◆ Task input
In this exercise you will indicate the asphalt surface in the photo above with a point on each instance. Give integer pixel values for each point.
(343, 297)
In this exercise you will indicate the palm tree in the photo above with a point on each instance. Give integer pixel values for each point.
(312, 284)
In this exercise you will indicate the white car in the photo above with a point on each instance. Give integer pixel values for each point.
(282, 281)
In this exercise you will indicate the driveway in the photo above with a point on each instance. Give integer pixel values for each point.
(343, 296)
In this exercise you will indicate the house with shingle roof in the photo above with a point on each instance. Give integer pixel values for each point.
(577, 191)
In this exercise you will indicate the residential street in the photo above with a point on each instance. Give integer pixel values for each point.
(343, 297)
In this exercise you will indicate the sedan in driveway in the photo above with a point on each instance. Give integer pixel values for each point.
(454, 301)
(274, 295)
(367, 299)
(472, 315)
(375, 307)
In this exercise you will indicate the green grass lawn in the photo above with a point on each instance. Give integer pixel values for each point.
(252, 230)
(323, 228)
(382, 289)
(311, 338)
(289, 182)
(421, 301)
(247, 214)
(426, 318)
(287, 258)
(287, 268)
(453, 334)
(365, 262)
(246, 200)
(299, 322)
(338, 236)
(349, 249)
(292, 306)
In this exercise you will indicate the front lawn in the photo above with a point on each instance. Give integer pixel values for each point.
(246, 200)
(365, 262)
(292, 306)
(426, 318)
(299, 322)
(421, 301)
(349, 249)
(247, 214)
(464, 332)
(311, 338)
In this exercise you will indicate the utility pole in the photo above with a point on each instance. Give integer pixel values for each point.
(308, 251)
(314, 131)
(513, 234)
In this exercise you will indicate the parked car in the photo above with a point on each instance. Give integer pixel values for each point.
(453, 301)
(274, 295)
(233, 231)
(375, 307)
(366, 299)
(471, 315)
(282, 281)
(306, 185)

◆ Task requirements
Set down the full listing once more, exactly as written.

◆ Answer for the task
In this exercise you will indicate the asphalt surface in the photo above with a point on each instance. Give integer pixel values for each point.
(343, 297)
In this exercise you will indicate the palm tree in the photo above with a point on each instance. Give integer pixel values for each point.
(312, 284)
In this exercise you will indicate the white car in the photo above with a point on each instance. Give integer pixel values for each point.
(282, 281)
In this exercise you will indicate the driveway in the photo above with a point on each instance. Give integer pixel values for each point.
(343, 296)
In this exercise you will indicate the house with shingle roof in the photo above with a point on each instance. Give integer pixel values for each point.
(577, 191)
In this exercise you will indicate the residential street in the photo above with a point on each instance. Give integer pixel values for each point.
(343, 297)
In this exercise you will indicate the sedan in driveway in the photo above with a point on each instance. Give integer pixel values for each point.
(454, 301)
(274, 295)
(367, 299)
(472, 315)
(375, 307)
In this exercise you will indicate the green grass lawn in the photo above with a point on each instance. Give integer pixel values for each point.
(252, 230)
(323, 228)
(382, 289)
(311, 338)
(289, 182)
(421, 301)
(247, 214)
(426, 318)
(287, 258)
(287, 268)
(453, 334)
(365, 262)
(246, 200)
(299, 322)
(338, 236)
(349, 249)
(292, 306)
In this exercise you will indicate the front lawn in the photo above with a point on each instance. Give integer pixel values for each point.
(246, 200)
(365, 262)
(292, 306)
(426, 318)
(299, 322)
(421, 301)
(349, 249)
(247, 214)
(464, 332)
(311, 338)
In this exercise you will indicate the utility pole in the photo above with a point on each instance. Give integer pixel values for each point.
(308, 251)
(314, 131)
(513, 234)
In this exercise you will indicate the parked car in the photo above with a point on each instance. Give integer pixel values for each point.
(453, 301)
(274, 295)
(233, 231)
(375, 307)
(366, 299)
(471, 315)
(282, 281)
(306, 185)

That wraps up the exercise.